TASK DESCRIPTION:
Go to the line that contains "Where can you see the red ribbon" and extract it along with every line after it, exactly, through the end of the data below.

RECORDS FOR THE EXERCISE:
━━━━━━━━━━━━━━━━
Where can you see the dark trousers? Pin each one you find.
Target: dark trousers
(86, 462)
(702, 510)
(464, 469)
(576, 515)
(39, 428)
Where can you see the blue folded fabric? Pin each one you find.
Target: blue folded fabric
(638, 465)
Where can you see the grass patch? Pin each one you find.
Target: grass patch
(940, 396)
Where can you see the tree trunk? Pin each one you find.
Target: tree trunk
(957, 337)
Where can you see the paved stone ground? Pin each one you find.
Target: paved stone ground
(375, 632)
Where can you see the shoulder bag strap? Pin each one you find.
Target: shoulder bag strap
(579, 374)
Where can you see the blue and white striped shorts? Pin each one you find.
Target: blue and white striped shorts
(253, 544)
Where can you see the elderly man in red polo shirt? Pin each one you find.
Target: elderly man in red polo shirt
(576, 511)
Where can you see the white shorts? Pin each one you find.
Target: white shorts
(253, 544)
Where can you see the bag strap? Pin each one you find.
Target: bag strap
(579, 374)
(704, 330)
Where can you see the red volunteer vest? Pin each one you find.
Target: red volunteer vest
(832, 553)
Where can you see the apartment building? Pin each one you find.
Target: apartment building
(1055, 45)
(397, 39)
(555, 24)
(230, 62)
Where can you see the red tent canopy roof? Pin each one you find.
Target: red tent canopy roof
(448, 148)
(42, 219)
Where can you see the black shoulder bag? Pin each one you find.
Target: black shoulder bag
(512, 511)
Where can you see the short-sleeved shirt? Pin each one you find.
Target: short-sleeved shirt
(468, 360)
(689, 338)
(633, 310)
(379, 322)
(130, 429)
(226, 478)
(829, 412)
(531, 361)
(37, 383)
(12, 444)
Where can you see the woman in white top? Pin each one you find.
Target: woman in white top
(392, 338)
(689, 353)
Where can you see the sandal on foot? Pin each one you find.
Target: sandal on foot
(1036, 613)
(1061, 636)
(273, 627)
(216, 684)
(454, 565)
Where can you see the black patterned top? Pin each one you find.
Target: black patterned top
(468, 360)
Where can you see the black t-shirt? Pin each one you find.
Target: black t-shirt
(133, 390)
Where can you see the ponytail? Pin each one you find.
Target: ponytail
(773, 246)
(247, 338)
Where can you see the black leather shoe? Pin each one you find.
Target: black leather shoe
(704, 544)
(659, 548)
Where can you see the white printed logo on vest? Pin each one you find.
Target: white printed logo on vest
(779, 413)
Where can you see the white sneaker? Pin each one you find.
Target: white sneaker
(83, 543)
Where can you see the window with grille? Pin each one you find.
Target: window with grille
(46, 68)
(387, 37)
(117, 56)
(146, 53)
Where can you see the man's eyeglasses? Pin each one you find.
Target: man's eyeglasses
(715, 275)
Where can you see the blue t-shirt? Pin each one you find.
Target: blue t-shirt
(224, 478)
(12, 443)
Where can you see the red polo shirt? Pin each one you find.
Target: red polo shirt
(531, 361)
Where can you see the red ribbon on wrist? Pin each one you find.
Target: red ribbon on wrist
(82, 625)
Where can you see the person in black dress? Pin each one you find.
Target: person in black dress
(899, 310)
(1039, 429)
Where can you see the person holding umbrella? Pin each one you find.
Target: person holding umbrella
━━━━━━━━━━━━━━━━
EXERCISE ANSWER:
Where can you see the red ribbon on wrist? Pin each one you find.
Target: red ribbon on wrist
(82, 625)
Where can you see the person in black dress? Pin each one you find.
Target: person in black dress
(899, 310)
(1039, 429)
Where can you see the person holding umbrella? Pin each one you find.
Target: person holding umbrella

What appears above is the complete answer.